Supplied text
......

Over the years there have been hundreds of films and thousands of pictures made of dinosaurs, where scientists have carefully pieced together their shape and lifestyle. One critical piece of information for painting an accurate picture has been missing however – the colour.
Colours in mammals and most animals are produced by pigment molecules which don't survive the fossilisation process. However Jakob Vintner and colleagues from Yale University may have found a way of filling in the gaps for at least some dinosaurs.
They have been studying fossilised feathers from birds that lived over 70 million years ago in what is now Brazil. They noticed that there were bands of small lumps of carbon running across the feathers. Up until now these were thought to be the remnants of feather eating bacteria, but Vintner thinks they are actually fossilised melanosomes – small lumps within the feather which contain the dark pigment eumelanin which is related to the pigment in your skin cells which give you a sun tan.
This pigment is known to inhibit the growth of bacteria and the parts of the feather with lots of the lumps seem to be better preserved than the areas with fewer.
In modern feathers the shape and distribution of these melanosomes give the colour of the feather, so if enough of them are preserved one should be able to tell what colour the feather was before it was fossilised. Birds are dinosaurs’ closest living relatives, and several dinosaur feathers have been preserved, so there is every chance we could be able to tell their colour from any melanosomes preserved in them.

......

Problems and tasks
- 1) According to the passage on dinosaur color, where did the birds whose fossilized feathers were studied live?
- 2) Do these statements agree with the passage on dinosaur color? Answer yes or no for each, quoting the words that decide it.
(a) The bands of small carbon lumps on the feathers were previously thought to be remnants of feather-eating bacteria.
(b) The pigment molecules that color most animals survive fossilization.
(c) Areas of the feather with fewer lumps appear better preserved than areas with many.

......

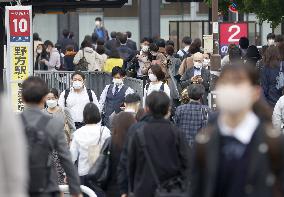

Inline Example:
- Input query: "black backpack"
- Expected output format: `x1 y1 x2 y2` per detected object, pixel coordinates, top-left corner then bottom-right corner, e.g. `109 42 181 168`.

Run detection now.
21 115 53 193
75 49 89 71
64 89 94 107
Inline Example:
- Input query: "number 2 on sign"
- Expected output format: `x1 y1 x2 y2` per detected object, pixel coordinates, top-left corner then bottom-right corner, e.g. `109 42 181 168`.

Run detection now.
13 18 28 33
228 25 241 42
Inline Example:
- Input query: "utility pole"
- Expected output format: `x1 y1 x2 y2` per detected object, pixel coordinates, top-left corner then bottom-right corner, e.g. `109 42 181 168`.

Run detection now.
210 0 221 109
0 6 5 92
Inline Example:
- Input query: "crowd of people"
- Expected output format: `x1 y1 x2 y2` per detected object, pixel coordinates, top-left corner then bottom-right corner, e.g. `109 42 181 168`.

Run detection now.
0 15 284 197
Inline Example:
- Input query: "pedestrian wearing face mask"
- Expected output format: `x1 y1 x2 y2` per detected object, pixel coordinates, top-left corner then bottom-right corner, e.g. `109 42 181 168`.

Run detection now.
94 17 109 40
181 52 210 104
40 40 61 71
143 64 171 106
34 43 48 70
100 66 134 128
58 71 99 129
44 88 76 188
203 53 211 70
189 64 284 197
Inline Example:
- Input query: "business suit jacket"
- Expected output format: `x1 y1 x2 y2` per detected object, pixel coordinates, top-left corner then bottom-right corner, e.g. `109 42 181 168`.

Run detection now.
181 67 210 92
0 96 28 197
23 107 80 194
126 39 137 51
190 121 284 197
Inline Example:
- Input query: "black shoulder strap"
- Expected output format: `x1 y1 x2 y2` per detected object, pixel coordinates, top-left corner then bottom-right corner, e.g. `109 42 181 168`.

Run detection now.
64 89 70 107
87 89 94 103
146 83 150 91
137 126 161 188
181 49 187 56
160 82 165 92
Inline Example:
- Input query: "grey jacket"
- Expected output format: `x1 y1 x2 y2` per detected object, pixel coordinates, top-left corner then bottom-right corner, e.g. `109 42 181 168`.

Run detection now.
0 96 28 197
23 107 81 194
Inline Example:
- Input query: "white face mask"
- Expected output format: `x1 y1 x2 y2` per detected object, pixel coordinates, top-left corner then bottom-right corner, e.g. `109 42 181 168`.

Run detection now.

......

Problem solutions
- 1) They lived over 70 million years ago in what is now Brazil.

- 2)
(a) Yes: "Up until now these were thought to be the remnants of feather eating bacteria"
(b) No: "pigment molecules which don't survive the fossilisation process"
(c) No: "the parts of the feather with lots of the lumps seem to be better preserved than the areas with fewer"